[Records supplied — start]

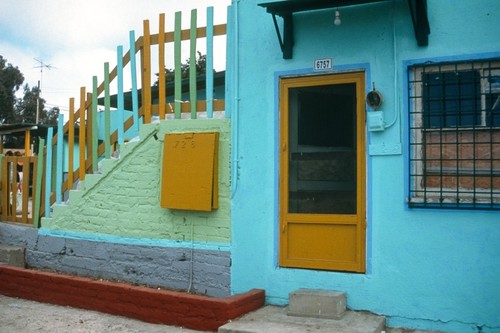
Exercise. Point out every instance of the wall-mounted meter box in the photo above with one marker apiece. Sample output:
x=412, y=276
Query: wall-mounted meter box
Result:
x=189, y=178
x=375, y=121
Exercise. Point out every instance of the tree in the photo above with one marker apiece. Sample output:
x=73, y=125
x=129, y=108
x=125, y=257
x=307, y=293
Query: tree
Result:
x=11, y=80
x=201, y=65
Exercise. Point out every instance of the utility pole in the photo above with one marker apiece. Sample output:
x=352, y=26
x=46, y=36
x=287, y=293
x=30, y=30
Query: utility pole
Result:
x=41, y=65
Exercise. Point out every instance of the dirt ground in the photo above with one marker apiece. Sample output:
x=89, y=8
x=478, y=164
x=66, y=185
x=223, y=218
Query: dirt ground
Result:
x=23, y=316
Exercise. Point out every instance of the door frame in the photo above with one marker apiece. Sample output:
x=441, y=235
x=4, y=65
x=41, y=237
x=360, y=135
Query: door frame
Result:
x=285, y=83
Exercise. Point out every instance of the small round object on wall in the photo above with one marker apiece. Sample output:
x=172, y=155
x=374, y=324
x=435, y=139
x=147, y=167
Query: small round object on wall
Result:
x=374, y=99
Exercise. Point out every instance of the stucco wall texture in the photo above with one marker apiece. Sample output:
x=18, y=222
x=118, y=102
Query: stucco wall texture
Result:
x=430, y=269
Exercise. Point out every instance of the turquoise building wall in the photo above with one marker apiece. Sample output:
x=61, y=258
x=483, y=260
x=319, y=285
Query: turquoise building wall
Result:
x=430, y=269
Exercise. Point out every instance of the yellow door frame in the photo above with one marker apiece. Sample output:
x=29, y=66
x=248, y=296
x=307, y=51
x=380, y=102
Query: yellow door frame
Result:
x=356, y=222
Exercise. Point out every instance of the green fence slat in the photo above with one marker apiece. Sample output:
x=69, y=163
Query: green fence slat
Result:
x=209, y=71
x=59, y=159
x=192, y=63
x=48, y=171
x=107, y=112
x=38, y=184
x=95, y=142
x=119, y=93
x=133, y=74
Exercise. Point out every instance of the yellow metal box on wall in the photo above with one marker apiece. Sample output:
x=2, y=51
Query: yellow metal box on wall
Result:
x=190, y=171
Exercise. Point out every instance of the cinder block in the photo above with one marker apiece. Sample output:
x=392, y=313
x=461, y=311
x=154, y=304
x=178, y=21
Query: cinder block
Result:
x=317, y=303
x=12, y=255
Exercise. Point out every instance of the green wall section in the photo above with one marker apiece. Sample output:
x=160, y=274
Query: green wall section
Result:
x=124, y=200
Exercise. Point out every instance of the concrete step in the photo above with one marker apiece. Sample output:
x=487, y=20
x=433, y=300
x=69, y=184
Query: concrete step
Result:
x=275, y=319
x=12, y=255
x=317, y=303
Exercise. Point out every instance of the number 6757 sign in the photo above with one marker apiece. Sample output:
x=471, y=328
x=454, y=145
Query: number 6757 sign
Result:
x=324, y=64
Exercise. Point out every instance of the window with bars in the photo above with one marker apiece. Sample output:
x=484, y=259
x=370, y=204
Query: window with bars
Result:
x=454, y=135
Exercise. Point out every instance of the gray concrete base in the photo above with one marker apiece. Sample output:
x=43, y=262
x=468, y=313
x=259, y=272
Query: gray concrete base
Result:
x=12, y=255
x=275, y=319
x=317, y=303
x=201, y=271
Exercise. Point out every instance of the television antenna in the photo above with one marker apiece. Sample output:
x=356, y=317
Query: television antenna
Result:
x=42, y=65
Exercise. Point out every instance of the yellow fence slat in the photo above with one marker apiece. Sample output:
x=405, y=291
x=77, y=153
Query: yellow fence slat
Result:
x=81, y=136
x=146, y=73
x=71, y=140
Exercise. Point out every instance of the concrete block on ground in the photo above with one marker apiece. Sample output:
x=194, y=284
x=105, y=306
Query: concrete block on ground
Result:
x=12, y=255
x=275, y=319
x=317, y=303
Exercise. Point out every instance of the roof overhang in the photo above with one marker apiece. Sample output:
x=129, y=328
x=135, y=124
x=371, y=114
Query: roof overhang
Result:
x=286, y=9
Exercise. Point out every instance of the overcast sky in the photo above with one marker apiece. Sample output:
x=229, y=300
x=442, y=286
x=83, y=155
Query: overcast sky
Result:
x=75, y=38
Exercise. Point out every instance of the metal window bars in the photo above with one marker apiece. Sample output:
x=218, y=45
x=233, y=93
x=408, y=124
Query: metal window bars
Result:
x=454, y=135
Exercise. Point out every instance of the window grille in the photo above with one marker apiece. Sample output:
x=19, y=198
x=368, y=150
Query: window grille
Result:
x=454, y=135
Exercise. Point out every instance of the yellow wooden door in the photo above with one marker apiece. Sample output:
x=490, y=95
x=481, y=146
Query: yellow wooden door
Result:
x=322, y=173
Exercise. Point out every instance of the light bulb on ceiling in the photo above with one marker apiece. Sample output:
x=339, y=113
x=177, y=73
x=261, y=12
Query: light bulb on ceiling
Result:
x=337, y=20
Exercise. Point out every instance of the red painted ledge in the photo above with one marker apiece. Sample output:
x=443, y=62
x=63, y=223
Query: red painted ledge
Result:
x=147, y=304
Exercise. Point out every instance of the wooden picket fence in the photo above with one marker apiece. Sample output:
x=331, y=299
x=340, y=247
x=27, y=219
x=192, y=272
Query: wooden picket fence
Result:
x=80, y=133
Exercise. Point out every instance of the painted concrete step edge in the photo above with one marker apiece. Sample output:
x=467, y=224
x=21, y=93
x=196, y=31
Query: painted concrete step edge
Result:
x=275, y=319
x=12, y=255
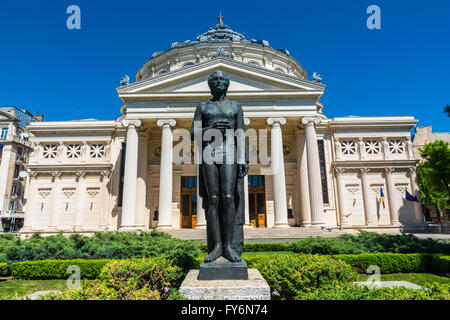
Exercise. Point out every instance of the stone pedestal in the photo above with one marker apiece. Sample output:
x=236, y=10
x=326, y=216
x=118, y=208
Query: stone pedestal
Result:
x=255, y=288
x=222, y=269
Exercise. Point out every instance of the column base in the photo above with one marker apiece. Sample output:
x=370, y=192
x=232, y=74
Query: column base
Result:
x=132, y=228
x=372, y=224
x=305, y=224
x=281, y=226
x=78, y=228
x=317, y=224
x=346, y=225
x=164, y=227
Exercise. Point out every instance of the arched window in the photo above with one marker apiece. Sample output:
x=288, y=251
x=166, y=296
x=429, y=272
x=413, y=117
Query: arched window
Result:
x=187, y=64
x=253, y=63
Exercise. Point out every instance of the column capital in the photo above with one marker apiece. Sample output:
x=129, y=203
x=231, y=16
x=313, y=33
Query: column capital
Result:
x=339, y=171
x=389, y=170
x=274, y=121
x=364, y=171
x=129, y=122
x=311, y=121
x=166, y=122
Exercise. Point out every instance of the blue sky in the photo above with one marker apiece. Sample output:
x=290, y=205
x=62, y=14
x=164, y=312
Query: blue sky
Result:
x=402, y=69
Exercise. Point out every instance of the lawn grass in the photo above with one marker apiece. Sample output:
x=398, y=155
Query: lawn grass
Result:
x=10, y=288
x=417, y=278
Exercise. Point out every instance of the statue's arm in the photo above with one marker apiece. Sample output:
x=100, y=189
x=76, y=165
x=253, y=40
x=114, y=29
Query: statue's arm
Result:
x=196, y=121
x=242, y=154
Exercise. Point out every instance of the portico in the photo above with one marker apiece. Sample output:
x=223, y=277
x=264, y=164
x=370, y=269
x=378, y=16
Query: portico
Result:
x=308, y=170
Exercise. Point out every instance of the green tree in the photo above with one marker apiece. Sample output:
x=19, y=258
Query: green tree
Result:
x=434, y=174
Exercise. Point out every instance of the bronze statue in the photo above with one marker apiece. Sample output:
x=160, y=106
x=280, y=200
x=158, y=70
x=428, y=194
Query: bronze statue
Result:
x=221, y=180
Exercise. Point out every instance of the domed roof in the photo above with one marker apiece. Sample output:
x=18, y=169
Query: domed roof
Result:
x=221, y=41
x=220, y=33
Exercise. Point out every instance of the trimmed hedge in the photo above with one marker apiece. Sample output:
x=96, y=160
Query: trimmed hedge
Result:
x=433, y=291
x=398, y=262
x=3, y=269
x=258, y=247
x=388, y=262
x=293, y=275
x=57, y=269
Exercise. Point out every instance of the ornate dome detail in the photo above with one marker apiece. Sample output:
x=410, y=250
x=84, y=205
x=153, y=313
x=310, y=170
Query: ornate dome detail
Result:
x=220, y=33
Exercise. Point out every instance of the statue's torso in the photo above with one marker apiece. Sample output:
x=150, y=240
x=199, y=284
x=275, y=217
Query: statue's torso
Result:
x=220, y=111
x=214, y=111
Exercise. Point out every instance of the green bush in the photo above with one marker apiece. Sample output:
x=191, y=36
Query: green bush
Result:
x=320, y=245
x=3, y=269
x=369, y=242
x=439, y=264
x=158, y=274
x=399, y=263
x=355, y=292
x=57, y=269
x=106, y=245
x=257, y=247
x=135, y=279
x=388, y=262
x=290, y=275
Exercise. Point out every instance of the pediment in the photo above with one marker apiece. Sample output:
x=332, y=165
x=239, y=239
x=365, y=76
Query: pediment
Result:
x=243, y=79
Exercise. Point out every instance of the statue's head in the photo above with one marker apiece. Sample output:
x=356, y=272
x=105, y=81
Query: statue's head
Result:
x=218, y=81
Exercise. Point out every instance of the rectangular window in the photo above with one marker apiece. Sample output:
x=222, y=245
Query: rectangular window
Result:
x=323, y=172
x=122, y=172
x=3, y=133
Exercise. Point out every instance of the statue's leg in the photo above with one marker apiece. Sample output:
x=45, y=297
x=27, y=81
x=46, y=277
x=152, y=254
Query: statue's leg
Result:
x=211, y=176
x=228, y=174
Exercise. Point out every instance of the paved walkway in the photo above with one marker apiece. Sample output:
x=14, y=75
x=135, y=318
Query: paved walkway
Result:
x=265, y=234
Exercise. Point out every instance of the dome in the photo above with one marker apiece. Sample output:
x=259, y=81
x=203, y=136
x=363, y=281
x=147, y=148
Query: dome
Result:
x=224, y=42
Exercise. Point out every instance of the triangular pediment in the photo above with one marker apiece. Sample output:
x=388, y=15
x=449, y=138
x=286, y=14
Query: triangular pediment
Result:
x=243, y=79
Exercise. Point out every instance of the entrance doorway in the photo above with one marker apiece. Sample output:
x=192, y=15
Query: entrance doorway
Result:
x=188, y=202
x=257, y=201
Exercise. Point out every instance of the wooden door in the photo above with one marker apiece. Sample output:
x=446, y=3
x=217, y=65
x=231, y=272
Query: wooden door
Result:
x=188, y=202
x=257, y=201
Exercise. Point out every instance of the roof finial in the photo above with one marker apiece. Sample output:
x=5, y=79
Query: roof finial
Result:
x=220, y=18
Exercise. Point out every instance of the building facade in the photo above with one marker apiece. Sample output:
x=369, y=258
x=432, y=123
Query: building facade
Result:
x=89, y=175
x=422, y=136
x=14, y=149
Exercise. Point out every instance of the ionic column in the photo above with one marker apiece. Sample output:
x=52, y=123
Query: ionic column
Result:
x=165, y=175
x=303, y=183
x=81, y=189
x=341, y=197
x=415, y=193
x=141, y=183
x=370, y=216
x=104, y=194
x=30, y=189
x=128, y=221
x=393, y=210
x=55, y=197
x=201, y=219
x=279, y=179
x=247, y=224
x=314, y=179
x=247, y=210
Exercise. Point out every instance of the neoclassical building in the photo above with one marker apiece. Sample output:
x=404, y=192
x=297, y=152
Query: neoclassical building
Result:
x=90, y=175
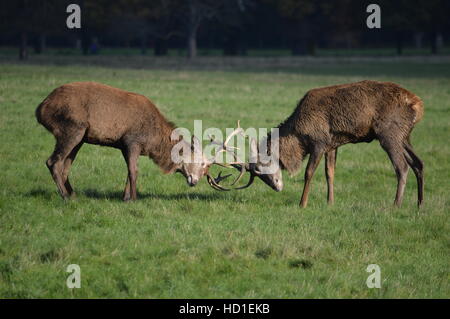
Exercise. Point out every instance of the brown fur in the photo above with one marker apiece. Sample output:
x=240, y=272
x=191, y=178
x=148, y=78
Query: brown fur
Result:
x=94, y=113
x=329, y=117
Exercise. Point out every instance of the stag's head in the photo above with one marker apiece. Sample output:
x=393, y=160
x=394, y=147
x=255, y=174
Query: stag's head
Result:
x=193, y=164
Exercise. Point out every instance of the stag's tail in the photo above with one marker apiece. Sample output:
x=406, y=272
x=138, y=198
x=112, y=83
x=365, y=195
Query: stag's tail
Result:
x=416, y=105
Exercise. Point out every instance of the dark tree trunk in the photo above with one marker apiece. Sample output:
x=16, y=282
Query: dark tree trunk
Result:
x=231, y=46
x=192, y=43
x=143, y=46
x=23, y=49
x=434, y=48
x=399, y=42
x=161, y=47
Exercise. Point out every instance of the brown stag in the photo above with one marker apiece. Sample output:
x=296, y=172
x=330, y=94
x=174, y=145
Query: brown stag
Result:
x=329, y=117
x=94, y=113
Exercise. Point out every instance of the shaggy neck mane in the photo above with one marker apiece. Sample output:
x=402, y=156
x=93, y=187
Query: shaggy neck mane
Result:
x=291, y=148
x=161, y=152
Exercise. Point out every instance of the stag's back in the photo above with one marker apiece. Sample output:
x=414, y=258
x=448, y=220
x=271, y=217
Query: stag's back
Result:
x=107, y=113
x=355, y=112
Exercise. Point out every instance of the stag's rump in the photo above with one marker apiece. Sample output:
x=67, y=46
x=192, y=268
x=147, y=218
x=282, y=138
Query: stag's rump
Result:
x=356, y=112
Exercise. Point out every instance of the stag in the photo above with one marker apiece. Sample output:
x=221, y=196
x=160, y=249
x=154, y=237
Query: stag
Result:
x=94, y=113
x=329, y=117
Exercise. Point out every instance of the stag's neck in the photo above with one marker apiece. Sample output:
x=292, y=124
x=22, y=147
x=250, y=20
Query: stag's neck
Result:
x=161, y=147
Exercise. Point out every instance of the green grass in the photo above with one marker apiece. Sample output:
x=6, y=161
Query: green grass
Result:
x=182, y=52
x=176, y=241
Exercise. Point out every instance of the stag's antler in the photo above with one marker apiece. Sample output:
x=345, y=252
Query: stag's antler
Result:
x=214, y=182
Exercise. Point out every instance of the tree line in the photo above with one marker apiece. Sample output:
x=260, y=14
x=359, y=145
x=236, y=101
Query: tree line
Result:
x=234, y=26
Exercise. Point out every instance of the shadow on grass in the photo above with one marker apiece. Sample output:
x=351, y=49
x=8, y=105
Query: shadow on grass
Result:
x=117, y=196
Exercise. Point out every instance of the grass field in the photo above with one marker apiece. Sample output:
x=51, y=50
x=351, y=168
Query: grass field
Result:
x=176, y=241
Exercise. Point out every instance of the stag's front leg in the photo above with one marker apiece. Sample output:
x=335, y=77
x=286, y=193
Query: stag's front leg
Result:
x=330, y=165
x=313, y=162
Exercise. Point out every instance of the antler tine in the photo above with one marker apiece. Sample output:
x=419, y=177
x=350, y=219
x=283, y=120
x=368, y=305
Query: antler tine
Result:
x=214, y=182
x=224, y=146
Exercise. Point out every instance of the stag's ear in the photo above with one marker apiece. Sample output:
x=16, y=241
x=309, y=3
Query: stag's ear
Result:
x=195, y=143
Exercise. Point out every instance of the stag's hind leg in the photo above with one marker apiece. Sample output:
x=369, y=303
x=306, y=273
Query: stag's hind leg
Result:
x=416, y=165
x=67, y=164
x=394, y=149
x=313, y=162
x=65, y=144
x=330, y=165
x=131, y=155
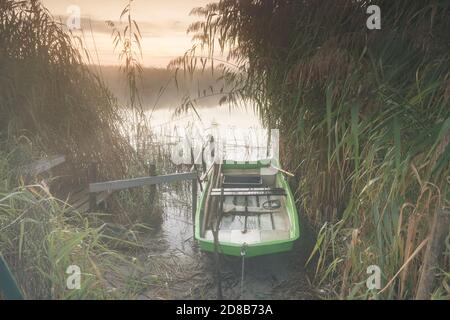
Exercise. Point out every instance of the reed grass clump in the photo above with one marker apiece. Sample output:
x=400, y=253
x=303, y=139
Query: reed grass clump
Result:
x=365, y=124
x=51, y=103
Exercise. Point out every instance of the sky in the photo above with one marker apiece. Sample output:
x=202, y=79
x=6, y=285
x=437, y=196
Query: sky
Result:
x=163, y=24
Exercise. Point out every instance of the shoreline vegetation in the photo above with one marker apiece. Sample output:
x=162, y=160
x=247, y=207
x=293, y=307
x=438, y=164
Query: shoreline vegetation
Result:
x=364, y=118
x=51, y=103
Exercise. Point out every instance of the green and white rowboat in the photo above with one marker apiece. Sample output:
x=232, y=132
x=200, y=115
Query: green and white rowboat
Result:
x=248, y=208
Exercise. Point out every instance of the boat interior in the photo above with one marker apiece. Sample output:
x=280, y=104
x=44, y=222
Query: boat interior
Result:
x=245, y=206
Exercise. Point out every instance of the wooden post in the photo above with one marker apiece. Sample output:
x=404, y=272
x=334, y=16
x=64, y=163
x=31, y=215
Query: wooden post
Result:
x=92, y=178
x=194, y=203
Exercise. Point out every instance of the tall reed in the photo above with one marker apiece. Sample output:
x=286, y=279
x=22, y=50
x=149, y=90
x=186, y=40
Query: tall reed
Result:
x=364, y=118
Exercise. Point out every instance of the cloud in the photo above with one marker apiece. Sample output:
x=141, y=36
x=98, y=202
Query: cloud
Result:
x=148, y=29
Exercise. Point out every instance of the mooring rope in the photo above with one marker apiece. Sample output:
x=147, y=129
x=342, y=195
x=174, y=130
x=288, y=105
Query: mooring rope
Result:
x=243, y=253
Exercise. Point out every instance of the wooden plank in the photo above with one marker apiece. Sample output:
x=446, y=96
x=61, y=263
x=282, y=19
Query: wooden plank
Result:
x=249, y=192
x=43, y=165
x=84, y=207
x=139, y=182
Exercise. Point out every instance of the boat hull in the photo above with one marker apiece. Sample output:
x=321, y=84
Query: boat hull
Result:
x=253, y=249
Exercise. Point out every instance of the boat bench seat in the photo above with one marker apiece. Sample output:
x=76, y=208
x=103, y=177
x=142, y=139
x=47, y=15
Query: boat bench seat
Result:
x=248, y=192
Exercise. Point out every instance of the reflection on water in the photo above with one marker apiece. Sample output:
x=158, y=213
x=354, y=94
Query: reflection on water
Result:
x=184, y=271
x=236, y=132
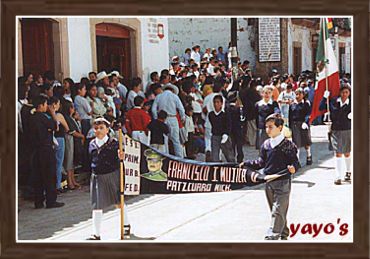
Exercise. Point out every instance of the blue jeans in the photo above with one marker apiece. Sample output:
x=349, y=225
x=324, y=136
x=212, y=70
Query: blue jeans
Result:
x=174, y=136
x=59, y=154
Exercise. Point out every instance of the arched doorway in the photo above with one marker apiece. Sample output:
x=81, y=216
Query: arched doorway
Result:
x=113, y=46
x=41, y=50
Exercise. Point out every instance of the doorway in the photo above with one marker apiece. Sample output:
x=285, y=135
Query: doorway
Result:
x=114, y=49
x=37, y=45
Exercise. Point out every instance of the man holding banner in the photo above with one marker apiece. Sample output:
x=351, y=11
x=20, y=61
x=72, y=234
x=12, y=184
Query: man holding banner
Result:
x=277, y=154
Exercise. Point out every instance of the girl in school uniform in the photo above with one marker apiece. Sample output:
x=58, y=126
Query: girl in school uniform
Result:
x=341, y=116
x=264, y=108
x=105, y=176
x=299, y=112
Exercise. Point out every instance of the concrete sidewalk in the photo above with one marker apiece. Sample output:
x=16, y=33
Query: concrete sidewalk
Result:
x=237, y=216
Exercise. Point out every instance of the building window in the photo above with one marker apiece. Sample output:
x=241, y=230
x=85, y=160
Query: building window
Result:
x=297, y=60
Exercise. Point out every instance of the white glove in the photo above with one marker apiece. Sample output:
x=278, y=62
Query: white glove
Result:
x=326, y=94
x=304, y=125
x=224, y=138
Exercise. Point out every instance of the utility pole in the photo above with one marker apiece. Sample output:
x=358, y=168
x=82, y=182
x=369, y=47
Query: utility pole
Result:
x=233, y=50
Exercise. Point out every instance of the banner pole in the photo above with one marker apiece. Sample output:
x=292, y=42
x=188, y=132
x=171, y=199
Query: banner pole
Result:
x=122, y=187
x=324, y=26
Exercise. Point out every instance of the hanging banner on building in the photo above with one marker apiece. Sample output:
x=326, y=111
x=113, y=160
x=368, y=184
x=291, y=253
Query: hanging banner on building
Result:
x=148, y=171
x=269, y=39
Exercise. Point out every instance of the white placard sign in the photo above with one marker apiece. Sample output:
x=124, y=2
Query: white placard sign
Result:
x=132, y=166
x=269, y=39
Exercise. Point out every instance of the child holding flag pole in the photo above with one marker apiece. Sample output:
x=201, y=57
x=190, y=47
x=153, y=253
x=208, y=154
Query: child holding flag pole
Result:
x=277, y=154
x=106, y=181
x=341, y=117
x=328, y=84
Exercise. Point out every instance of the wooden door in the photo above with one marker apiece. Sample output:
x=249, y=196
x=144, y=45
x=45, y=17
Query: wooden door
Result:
x=113, y=49
x=38, y=46
x=297, y=60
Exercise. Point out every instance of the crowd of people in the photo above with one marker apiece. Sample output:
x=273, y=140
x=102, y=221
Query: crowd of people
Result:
x=193, y=106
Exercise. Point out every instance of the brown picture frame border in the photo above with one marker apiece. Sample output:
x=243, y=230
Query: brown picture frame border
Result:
x=358, y=249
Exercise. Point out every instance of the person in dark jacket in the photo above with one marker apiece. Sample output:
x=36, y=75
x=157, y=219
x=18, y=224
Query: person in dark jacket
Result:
x=299, y=115
x=238, y=119
x=277, y=155
x=341, y=116
x=105, y=176
x=221, y=130
x=263, y=109
x=249, y=97
x=42, y=127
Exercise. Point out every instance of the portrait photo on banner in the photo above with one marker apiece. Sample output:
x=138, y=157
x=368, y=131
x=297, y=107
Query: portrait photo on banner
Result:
x=184, y=129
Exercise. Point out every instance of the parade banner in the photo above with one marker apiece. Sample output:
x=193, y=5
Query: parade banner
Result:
x=149, y=171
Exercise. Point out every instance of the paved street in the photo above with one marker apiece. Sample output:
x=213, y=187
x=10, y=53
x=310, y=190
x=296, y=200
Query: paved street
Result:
x=238, y=216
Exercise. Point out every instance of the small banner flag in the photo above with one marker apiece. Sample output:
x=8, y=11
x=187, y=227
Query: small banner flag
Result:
x=148, y=171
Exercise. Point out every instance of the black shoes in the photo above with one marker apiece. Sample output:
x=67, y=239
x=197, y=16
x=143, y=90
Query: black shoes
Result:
x=338, y=182
x=309, y=160
x=271, y=237
x=93, y=237
x=39, y=205
x=61, y=190
x=55, y=205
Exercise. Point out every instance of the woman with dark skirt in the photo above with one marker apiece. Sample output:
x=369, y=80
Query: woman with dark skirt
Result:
x=105, y=177
x=299, y=112
x=264, y=108
x=341, y=116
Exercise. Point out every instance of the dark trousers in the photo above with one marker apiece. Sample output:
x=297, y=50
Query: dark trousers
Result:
x=226, y=148
x=45, y=175
x=237, y=141
x=277, y=193
x=85, y=127
x=189, y=145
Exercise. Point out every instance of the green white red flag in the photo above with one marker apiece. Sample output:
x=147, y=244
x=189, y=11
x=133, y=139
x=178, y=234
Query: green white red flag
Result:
x=327, y=69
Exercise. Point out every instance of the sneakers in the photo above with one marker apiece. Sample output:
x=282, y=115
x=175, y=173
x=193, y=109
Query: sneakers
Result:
x=55, y=205
x=309, y=160
x=347, y=178
x=127, y=230
x=208, y=156
x=93, y=237
x=338, y=182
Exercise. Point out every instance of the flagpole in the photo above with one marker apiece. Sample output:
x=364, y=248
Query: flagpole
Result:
x=325, y=67
x=121, y=187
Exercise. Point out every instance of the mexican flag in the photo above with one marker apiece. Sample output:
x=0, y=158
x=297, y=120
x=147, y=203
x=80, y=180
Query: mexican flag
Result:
x=327, y=69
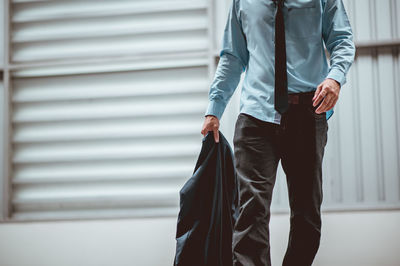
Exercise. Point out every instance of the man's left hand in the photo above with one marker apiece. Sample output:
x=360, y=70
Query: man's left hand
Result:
x=328, y=91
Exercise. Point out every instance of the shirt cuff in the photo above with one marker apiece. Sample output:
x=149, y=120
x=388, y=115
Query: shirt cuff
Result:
x=337, y=75
x=216, y=108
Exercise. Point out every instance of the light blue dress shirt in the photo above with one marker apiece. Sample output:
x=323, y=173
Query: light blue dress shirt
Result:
x=248, y=45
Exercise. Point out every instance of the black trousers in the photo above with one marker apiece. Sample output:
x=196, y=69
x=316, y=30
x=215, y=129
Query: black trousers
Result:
x=299, y=142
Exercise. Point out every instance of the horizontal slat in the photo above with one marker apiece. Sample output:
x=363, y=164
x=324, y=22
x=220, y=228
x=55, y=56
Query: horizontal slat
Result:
x=64, y=30
x=55, y=10
x=192, y=80
x=171, y=42
x=111, y=27
x=111, y=213
x=115, y=129
x=114, y=170
x=89, y=151
x=106, y=109
x=107, y=64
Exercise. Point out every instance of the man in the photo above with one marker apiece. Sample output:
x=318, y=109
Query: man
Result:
x=288, y=95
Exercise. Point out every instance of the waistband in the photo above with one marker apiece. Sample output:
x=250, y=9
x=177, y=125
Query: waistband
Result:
x=301, y=97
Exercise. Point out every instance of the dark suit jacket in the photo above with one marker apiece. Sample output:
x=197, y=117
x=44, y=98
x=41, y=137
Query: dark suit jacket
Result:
x=208, y=208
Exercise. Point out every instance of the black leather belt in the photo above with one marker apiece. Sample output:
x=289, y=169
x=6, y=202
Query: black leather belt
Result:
x=301, y=97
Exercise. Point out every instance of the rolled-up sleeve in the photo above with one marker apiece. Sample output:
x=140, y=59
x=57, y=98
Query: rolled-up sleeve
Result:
x=338, y=38
x=233, y=61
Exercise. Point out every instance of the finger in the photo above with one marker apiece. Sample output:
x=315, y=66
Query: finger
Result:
x=216, y=135
x=317, y=91
x=332, y=102
x=320, y=96
x=324, y=104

[Records supplied — finish]

Task statement:
The lines to return are those holding the string "hedge" anywhere in the listing above.

Answer space:
Exercise. Point out every instance of the trimmed hedge in the photo above with one marker apiece. Sample output:
Query: trimmed hedge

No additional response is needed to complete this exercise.